*INSTRUCTIONS TO FOLLOW*: Format as a numbered list the lines starting at the one that contains "the deer in" and ending at the final line of the records, leaving out any blank lines.

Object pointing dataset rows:
========================

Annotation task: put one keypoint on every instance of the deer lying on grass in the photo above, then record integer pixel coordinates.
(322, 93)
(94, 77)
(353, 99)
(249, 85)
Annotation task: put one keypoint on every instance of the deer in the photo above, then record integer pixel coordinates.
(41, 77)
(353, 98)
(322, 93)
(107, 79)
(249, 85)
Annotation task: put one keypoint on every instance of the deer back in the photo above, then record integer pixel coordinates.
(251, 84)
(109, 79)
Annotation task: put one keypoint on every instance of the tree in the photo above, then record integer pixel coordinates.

========================

*ANSWER TO THE EXERCISE*:
1. Annotation task: put one keypoint on every instance of the deer in the photo above, then record integer pixel coordinates.
2. (41, 77)
3. (353, 98)
4. (322, 93)
5. (107, 79)
6. (249, 85)
7. Annotation task: put one keypoint on every instance of the deer back in the photo above, then record integer pixel coordinates.
8. (251, 84)
9. (109, 79)
10. Annotation task: put one keypoint on every instance of the tree in the photo above, then record integer pixel coordinates.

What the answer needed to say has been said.